* _Text_
------

Allerdings befürchten manche, dass Geräte verteilen zu kurz gedacht ist. Denn unklar scheint bislang, wer die Geräte zum Beispiel in ehrenamtlich organisierter Jugendarbeit datenschutzkonform einrichtet, wer sicherstellt, dass im WLAN im Jugendclub im ländlichen Raum keine jugendgefährdenden Internetinhalte abgerufen werden, wer haftet, falls das doch geschieht und wer sich um Updates oder beschädigte Geräte kümmert.

Jugendschutz, Urheberschutz und Datenschutz mitdenken

Auf Anfrage von MDR SACHSEN-ANHALT sieht jedenfalls Sachsen-Anhalts Sozialministerium beim Thema Datenschutz auch die Träger verantwortlich. Ähnlich wie bei Schulen gibt es auch bei Jugendeinrichtungen viele verschiedene Träger: Was bei den Schulen die Kommunen, Landkreise oder private Träger sind, sind bei Jugendeinrichtungen neben Kommunen auch Kirchen oder kleine Vereine. Und ähnlich wie bei Schulen sind Jugendeinrichtungen personell sehr unterschiedlich aufgestellt. Der Kauf von IT für Schulen hat gezeigt: Er muss wohl durchdacht sein. Denn so, wie die Geräte für Schüler beschafft wurden, waren alle zufrieden – an der Organisation der Geräte für Lehrer aber gibt es Kritik.

Das Sozialministerium antwortet auf die Frage, inwiefern bei der Anschaffung von Geräten aus den Erfahrungen des Bildungsministeriums geschöpft wird: Es würden so viele Erfahrungen wie möglich einbezogen. "Das Sozialministerium legt besonderen Wert auf die Beteiligung der Empfängerinnen und Empfänger der Geräte selbst (also Kinder und Jugendliche) sowie der Träger, die ja auch über Expertise im Hinblick auf den Bedarf der von ihnen betreuten Kinder und Jugendliche verfügen."

Ähnlich wie im Bildungsministerium scheint es im Sozialministerium keine Strategie zu geben, wofür genau digitale Technik in Jugendeinrichtungen sinnvoll ist. Die Ausstattung solle jedenfalls "Wirksamkeit entfalten und zu einer 'Verbesserung' gegenüber dem bisherigen Zustand führen", schreibt das Ministerium. Unklar ist, wie sich eine solche Wirksamkeit und Verbesserung messen lässt.

Olaf Schütte leitet die Servicestelle Kinder- und Jugendschutz in Magdeburg.

------

* _Datenabschnitt_
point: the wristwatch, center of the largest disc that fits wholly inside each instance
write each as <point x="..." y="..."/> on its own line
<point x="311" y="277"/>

------

* _Aufgabenstellung_
Schreiben Sie aus dem Text über digitale Geräte in Jugendeinrichtungen die Passage zwischen „Jugendschutz, Urheberschutz und“ und „gibt es Kritik.“ einschließlich wortgetreu ab.

* _Vollständige Lösung_
Jugendschutz, Urheberschutz und Datenschutz mitdenken

Auf Anfrage von MDR SACHSEN-ANHALT sieht jedenfalls Sachsen-Anhalts Sozialministerium beim Thema Datenschutz auch die Träger verantwortlich. Ähnlich wie bei Schulen gibt es auch bei Jugendeinrichtungen viele verschiedene Träger: Was bei den Schulen die Kommunen, Landkreise oder private Träger sind, sind bei Jugendeinrichtungen neben Kommunen auch Kirchen oder kleine Vereine. Und ähnlich wie bei Schulen sind Jugendeinrichtungen personell sehr unterschiedlich aufgestellt. Der Kauf von IT für Schulen hat gezeigt: Er muss wohl durchdacht sein. Denn so, wie die Geräte für Schüler beschafft wurden, waren alle zufrieden – an der Organisation der Geräte für Lehrer aber gibt es Kritik.